# [Textauszug]

Vergiss es da gegenzuhalten, wir haben nunmal in D seit jahren die "Geiz-ist-geil" Mentalität, alles muss möglichst billig aber bitte in allerbester Qualität sein und verdienen darf ein Veranstalter/Verein mit einem solchen Event aber bitte gar nichts wo kämen wir denn da hin??

Aber die tollsten Bikes fahren und nen haufen Geld für Teile ausgeben, jaja......

Ein Verein, der einen Mara organisiert kann froh sein mit einer schwarzen Null aus der Sache raus zu gehen, so siehts nämlich aus.

Aber das ist wie bei Don Quixchote der ewige Kampf gegen Windmühlen.....zwecklos.......


----------



## das_Bergwerk (6. August 2007)

Adrenalino schrieb:


> Vergiss es da gegenzuhalten, wir haben nunmal in D seit jahren die "Geiz-ist-geil" Mentalität, alles muss möglichst billig aber bitte in allerbester Qualität sein und verdienen darf ein Veranstalter/Verein mit einem solchen Event aber bitte gar nichts wo kämen wir denn da hin??

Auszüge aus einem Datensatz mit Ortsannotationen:
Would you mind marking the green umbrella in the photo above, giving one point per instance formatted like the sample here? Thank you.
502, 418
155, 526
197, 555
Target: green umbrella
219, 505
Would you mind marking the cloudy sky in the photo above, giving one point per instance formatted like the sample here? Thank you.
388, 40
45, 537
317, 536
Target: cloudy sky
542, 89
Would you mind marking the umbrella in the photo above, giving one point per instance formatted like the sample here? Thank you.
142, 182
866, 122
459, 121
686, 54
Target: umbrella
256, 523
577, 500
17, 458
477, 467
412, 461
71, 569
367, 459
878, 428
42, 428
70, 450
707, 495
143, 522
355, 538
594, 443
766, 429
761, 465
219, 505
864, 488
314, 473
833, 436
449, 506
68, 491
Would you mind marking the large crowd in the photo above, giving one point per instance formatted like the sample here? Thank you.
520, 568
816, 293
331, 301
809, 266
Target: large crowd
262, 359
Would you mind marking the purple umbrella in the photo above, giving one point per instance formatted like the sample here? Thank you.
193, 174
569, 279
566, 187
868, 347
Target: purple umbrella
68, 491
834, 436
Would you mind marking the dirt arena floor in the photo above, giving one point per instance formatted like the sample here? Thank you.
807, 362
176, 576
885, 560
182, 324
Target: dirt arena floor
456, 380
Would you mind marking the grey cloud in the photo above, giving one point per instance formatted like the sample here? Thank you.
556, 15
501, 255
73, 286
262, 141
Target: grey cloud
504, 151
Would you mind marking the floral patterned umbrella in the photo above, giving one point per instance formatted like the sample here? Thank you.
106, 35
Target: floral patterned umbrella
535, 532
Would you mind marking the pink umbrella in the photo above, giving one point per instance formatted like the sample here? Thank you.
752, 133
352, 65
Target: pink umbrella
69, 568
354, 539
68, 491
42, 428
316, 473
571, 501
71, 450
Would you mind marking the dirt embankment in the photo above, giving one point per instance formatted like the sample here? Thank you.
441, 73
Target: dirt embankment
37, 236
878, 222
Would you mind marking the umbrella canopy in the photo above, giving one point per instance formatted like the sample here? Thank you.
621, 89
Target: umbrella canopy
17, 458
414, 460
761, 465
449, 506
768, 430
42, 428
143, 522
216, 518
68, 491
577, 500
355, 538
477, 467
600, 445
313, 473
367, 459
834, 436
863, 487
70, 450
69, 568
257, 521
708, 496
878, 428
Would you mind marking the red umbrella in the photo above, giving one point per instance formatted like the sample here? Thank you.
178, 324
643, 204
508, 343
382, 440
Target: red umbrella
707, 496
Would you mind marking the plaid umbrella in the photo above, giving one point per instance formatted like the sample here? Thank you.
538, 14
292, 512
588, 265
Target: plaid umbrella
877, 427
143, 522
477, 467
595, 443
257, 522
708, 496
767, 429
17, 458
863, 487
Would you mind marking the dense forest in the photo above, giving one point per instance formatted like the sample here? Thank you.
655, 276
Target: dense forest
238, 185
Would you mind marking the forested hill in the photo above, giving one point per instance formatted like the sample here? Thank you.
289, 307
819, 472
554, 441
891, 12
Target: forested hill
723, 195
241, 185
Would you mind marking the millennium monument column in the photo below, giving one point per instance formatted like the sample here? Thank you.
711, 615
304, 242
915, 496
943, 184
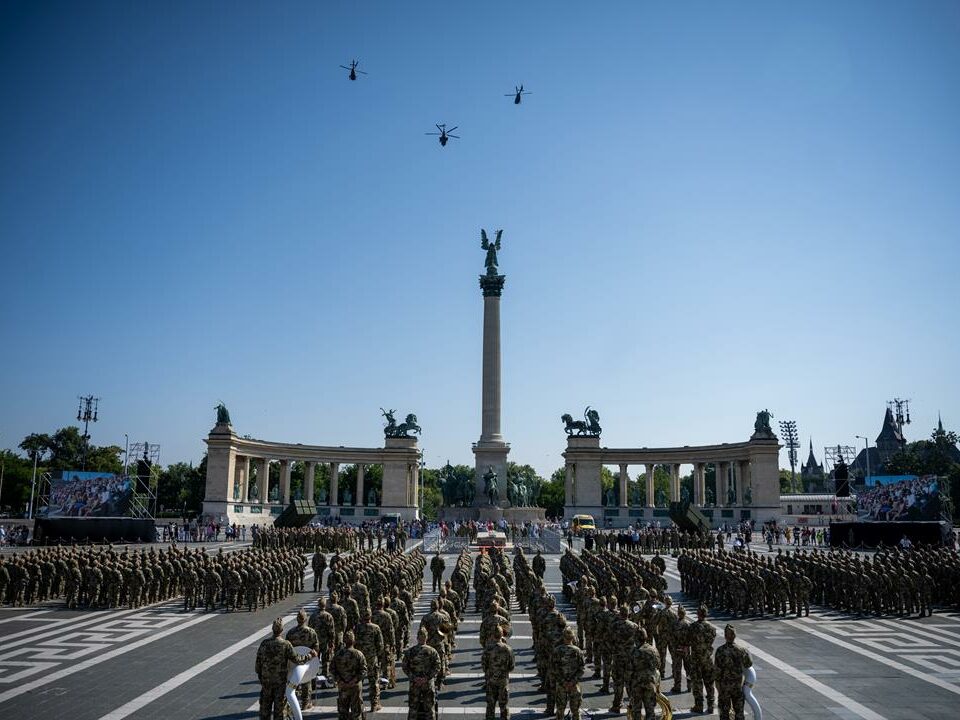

# [Zu lösende Aufgaben]
1. Mit welchem Ergebnis kann ein Verein, der einen Mara organisiert, laut der Forumsdiskussion über Veranstaltungspreise froh sein?
2. Schreibe die Forumsdiskussion über Veranstaltungspreise im Anschluss an das zuletzt zitierte Stück weiter.

# [Antworten der Reihe]
1. Mit einer schwarzen Null.

2.
> 
> Aber die tollsten Bikes fahren und nen haufen Geld für Teile ausgeben, jaja......
> 
> ...


----------



## Speedy J (6. August 2007)

Hallo, seit heute steht ein Hinweis auf der Veranstaltungsseite, daß aufgrund diverser Rückfragen die Möglichkeit der Nachmeldung besteht.


----------



## Marc B (6. August 2007)

coole sache  dann kann ich mit meinem dad nochmal drüber reden


----------



## Adrenalino (6. August 2007)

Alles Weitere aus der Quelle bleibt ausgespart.